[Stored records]
***
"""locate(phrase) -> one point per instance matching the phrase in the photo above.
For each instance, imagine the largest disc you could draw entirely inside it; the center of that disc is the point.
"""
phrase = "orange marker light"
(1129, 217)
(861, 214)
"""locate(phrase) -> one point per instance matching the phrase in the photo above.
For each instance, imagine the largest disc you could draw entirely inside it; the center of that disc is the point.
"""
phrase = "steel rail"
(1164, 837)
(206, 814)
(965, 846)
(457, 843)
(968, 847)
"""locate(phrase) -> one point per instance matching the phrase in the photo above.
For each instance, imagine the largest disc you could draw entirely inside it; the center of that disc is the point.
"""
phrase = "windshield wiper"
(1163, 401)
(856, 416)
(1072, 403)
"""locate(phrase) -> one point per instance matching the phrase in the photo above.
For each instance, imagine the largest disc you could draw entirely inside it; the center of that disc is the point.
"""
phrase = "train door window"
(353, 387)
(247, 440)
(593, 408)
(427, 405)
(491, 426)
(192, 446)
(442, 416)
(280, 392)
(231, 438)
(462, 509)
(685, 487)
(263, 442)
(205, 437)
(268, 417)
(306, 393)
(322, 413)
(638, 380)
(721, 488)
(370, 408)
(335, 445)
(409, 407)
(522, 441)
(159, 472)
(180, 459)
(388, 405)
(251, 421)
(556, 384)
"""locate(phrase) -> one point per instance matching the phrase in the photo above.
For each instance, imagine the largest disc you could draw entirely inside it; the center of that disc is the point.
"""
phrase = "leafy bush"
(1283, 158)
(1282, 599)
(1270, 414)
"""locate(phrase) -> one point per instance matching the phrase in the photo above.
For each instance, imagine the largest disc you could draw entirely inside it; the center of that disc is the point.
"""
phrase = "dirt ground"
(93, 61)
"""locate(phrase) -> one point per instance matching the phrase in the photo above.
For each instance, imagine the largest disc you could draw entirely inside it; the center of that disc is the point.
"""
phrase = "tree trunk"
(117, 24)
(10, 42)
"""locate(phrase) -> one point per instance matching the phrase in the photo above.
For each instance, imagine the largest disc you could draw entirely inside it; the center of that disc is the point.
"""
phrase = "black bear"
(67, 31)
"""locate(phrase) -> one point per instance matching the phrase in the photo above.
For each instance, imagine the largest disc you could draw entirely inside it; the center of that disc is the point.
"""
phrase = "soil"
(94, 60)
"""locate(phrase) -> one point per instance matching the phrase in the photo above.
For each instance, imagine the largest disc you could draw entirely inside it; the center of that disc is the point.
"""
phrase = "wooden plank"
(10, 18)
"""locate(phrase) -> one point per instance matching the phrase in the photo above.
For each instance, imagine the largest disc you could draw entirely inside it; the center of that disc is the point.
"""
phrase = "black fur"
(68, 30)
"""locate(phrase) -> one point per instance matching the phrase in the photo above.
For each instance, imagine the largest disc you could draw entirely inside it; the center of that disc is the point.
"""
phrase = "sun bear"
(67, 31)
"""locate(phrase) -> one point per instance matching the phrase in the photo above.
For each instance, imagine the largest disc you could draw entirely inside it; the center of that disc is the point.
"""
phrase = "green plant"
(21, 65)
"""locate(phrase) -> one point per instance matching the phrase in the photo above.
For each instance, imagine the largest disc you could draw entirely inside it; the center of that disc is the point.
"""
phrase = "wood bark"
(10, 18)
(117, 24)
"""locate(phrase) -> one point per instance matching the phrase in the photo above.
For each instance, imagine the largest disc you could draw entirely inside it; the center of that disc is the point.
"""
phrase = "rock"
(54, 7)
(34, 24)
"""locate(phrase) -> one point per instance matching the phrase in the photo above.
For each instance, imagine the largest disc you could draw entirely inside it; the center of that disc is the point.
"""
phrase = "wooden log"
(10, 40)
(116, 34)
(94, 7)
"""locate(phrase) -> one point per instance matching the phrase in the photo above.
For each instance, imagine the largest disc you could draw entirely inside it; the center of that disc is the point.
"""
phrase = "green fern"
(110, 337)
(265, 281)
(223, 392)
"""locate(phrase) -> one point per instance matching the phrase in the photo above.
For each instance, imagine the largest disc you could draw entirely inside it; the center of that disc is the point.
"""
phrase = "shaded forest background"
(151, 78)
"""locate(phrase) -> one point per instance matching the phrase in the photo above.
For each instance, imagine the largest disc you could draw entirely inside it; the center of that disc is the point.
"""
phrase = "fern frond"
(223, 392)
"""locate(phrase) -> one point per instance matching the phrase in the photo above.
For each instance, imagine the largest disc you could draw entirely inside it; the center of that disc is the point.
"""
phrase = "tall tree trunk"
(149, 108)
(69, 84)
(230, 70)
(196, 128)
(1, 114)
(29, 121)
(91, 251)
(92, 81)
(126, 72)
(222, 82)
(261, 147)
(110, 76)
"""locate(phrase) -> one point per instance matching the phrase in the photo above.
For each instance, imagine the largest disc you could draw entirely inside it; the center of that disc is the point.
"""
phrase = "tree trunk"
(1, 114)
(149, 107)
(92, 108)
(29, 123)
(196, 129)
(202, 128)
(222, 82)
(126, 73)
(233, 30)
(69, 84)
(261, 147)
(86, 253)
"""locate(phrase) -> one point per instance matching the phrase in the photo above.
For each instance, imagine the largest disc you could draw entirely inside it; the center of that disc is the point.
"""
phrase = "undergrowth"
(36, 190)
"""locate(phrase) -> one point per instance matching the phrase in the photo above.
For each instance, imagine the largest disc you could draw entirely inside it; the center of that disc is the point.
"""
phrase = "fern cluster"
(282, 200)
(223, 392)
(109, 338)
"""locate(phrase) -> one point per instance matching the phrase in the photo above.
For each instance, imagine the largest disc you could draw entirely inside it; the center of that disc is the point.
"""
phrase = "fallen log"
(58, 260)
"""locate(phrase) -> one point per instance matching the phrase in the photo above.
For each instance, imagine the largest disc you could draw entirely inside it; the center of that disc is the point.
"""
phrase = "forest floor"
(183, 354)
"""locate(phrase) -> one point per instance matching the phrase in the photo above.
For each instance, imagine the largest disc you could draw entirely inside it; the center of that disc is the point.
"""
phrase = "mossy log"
***
*What you need to do*
Return each line of the data exactly as written above.

*Expected output*
"""locate(phrase) -> one point per instance matching the phrase in the photo above.
For each instance, imagine the largest disc you could draw entirely inside it; the center of that disc is the point.
"""
phrase = "orange marker light"
(1129, 217)
(861, 214)
"""locate(phrase) -> one point per instance matching the phrase in the photo above.
For each instance, imagine the largest disc you could draw entirely inside it; the center of that disc is the point.
"""
phrase = "steel rail"
(1164, 837)
(206, 814)
(965, 846)
(457, 843)
(968, 847)
"""locate(phrase) -> one point per instance matching the phrase in the photo above.
For each instance, imagine the largest disc you could draw entirely inside it; the center of that disc is the point.
"""
phrase = "windshield wiper"
(1163, 401)
(856, 416)
(1072, 403)
"""locate(phrase) -> one point per instance matching the phrase in the photo above.
For each instance, imagine the largest disc you could draw entirely inside it; the center of that disc is the point.
"""
phrase = "train door window"
(353, 387)
(247, 440)
(593, 408)
(427, 405)
(491, 426)
(192, 446)
(442, 416)
(280, 392)
(231, 438)
(462, 509)
(685, 487)
(263, 442)
(205, 437)
(268, 417)
(306, 393)
(322, 413)
(638, 380)
(721, 488)
(370, 408)
(335, 445)
(409, 407)
(522, 441)
(159, 472)
(180, 459)
(388, 405)
(251, 421)
(556, 384)
"""locate(phrase) -> one point per instance matching the phrase in the photo above.
For each instance, imagine the largest disc you could draw entirely inside it; the center of that disc is the point.
"""
phrase = "leafy bush"
(1283, 158)
(1282, 599)
(1270, 414)
"""locate(phrase) -> one point per instance matching the phrase in the photo above.
For each instance, imagine the largest disc you could draw entirely inside it; the center of that disc is the point.
"""
phrase = "dirt ground"
(93, 61)
"""locate(phrase) -> one point per instance matching the phrase in the photo above.
For each instance, imagine the largest disc you could draw entirely inside it; the center of that disc is the point.
"""
phrase = "tree trunk"
(117, 24)
(10, 42)
"""locate(phrase) -> one point per instance matching the phrase in the photo above.
For each instance, imagine the largest disc you could draw entirely inside it; the center of that disc is the point.
"""
phrase = "black bear"
(67, 31)
"""locate(phrase) -> one point per instance matching the phrase in the photo above.
For each instance, imagine the largest disc you could draw entirely inside it; the center of that disc is the point.
"""
phrase = "soil"
(94, 60)
"""locate(phrase) -> one point per instance matching the phrase in the photo above.
For each instance, imagine the largest disc you could draw entirely inside it; the center of that disc is the point.
"""
phrase = "wooden plank"
(10, 18)
"""locate(phrase) -> one point per instance matching the phrase in the photo above.
For each instance, imagine the largest disc you could draw entirely inside it; the center of that disc is the point.
"""
phrase = "black fur"
(68, 30)
"""locate(phrase) -> one point per instance matching the phrase in the photo above.
For each instance, imagine the largest disc you could draw entirely inside it; the center of that disc is the point.
"""
phrase = "sun bear"
(67, 31)
"""locate(phrase) -> one point per instance matching the phrase in the photo above.
For each instance, imagine the largest disc you could draw entirely inside it; the center of that disc is the point.
"""
phrase = "green plant"
(21, 65)
"""locate(phrase) -> one point per instance matching the phrase in the photo above.
For each instance, imagine the largest disc you could draw entirely inside it; the center of that disc is the point.
"""
phrase = "wood bark"
(10, 18)
(117, 24)
"""locate(phrase) -> one point per instance matching the phrase in the photo above.
For each instance, imagine the largest disc you could draw entirely inside it; the center of that disc is the point.
"""
phrase = "rock"
(54, 7)
(34, 24)
"""locate(phrase) -> one point per instance matching the phrase in the photo above.
For each instance, imagine the largest disc you could draw entirely inside it; the center of that disc is the point.
"""
phrase = "wooden log"
(10, 40)
(116, 34)
(94, 7)
"""locate(phrase) -> one point per instance matching the phrase in the photo above.
For each instance, imagine the largest disc you could draw entirely inside it; the center of that disc is the point.
"""
phrase = "green fern"
(110, 337)
(265, 281)
(223, 392)
"""locate(phrase) -> one point per instance matching the phrase in the photo above.
For each instance, imagine the largest disc you could draw entirely inside it; the center of that disc is the point.
"""
phrase = "shaded forest background"
(151, 78)
"""locate(phrase) -> one point per instance matching the phrase in the photo above.
For each instance, imagine the largest disc you could draw entirely inside it; the center of that disc is the point.
"""
phrase = "fern frond"
(223, 392)
"""locate(phrase) -> one point per instance matching the phrase in the photo above.
For each instance, imagine the largest disc you could draw entirely inside it; the center of that disc is the point.
"""
phrase = "tall tree trunk"
(149, 108)
(69, 84)
(230, 70)
(196, 128)
(1, 114)
(29, 121)
(91, 251)
(92, 81)
(126, 72)
(222, 82)
(261, 147)
(110, 76)
"""locate(phrase) -> one point per instance matching the phrase in the photo above.
For each instance, imagine the largest disc you could draw entirely inside it; the center of that disc is the point.
"""
phrase = "tree trunk"
(1, 114)
(149, 107)
(92, 108)
(29, 123)
(196, 129)
(202, 128)
(222, 82)
(126, 73)
(233, 30)
(69, 84)
(261, 147)
(86, 253)
"""locate(phrase) -> one point per instance matching the phrase in the photo above.
For each instance, imagine the largest disc you could draw entirely inside it; the center of that disc is the point.
"""
phrase = "undergrowth"
(36, 190)
"""locate(phrase) -> one point per instance matching the phrase in the photo above.
For each instance, imagine the largest disc you could draw entirely inside it; the center of that disc is the point.
"""
phrase = "fern cluster"
(282, 200)
(223, 392)
(109, 338)
"""locate(phrase) -> one point per instance matching the phrase in the photo above.
For each instance, imagine the largest disc you could draw entirely inside it; the center of that disc is the point.
"""
phrase = "fallen log"
(58, 260)
"""locate(phrase) -> one point per instance matching the phrase in the photo above.
For each instance, imagine the largest disc you could draw entirely inside it; the center of that disc is the point.
"""
phrase = "forest floor"
(183, 354)
"""locate(phrase) -> one point per instance matching the phrase in the photo above.
For each instance, imagine the largest disc you could draw entirely inside it; the center of that disc is the point.
"""
phrase = "mossy log"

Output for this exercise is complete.